> Work required
Pick up the passage on Kadant's history and products after its last sentence and keep it going.

> Source document
· · · · ·

In 1997, the company acquired Black Clawson for $110 million.

In 2001, Thermo Electron fully spun out Thermo Fibrotek, which changed its name to Kadant at the same time; the Fibrogen division was renamed to Kadant Composites at the same time. The granule business of Kadant Composites took off when the company started using it as a filler in composite plastics products for decking, with sales growing from under $2 million in 2001 to $15 million in 2004.

In 2013, the company acquired Carmanah Design and Manufacturing Inc. for Canadian dollars (CAD) 54 million in cash, or approximately US$52 million.

== Products ==
Kadant engages in mainly four segments: stock preparation systems; fluid handling systems; roll doctoring, cleaning and filtration; and fiber-based granules.

· · · · ·

> Supplied material
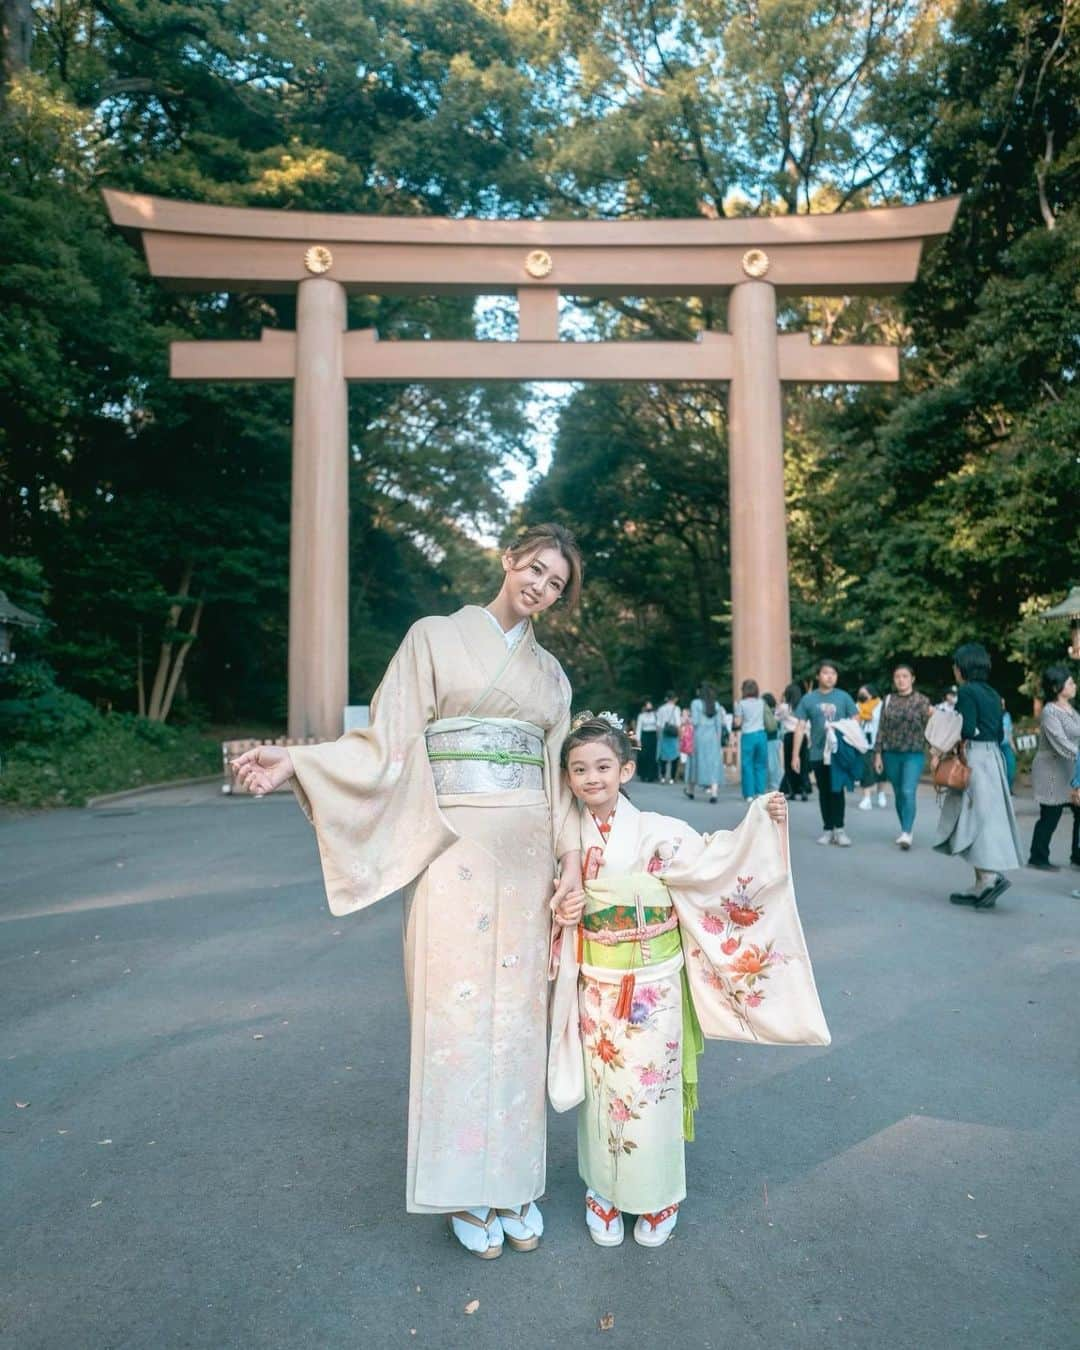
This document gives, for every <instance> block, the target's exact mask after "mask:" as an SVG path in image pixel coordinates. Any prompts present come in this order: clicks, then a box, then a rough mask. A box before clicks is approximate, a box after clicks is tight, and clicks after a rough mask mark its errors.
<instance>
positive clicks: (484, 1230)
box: [235, 525, 580, 1257]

· · · · ·

> Exercise response
Kadant provides custom-engineered systems (e.g. recycling and approach flow systems) and equipment (e.g. virgin pulping process equipment). The company also provides fluid-handling systems (e.g. rotary joints, syphons, turbulator bars, precision unions) widely used in the dryer section of the papermaking process, and the production of corrugated boxboard, metals, plastics, rubber, textiles, chemicals, and food. In addition, the company offers doctoring systems (e.g. doctor blades), profiling systems, shower and fabric-conditioning, formation, and water filtration systems. Kadant also provides individual components, widely used in pulping, de-inking, screening, cleaning, refining recycled. The company supplies biodegradable absorbent granules from papermaking byproducts for some agriculture uses.

== Research and development ==
Kadant's Research and Development facilities are based in Europe and the US, engaging in fiber processing, heat transfer, doctoring, and fluid handling. These facilities are located where customers can test under their own operating conditions. The company also holds seminars and training programs.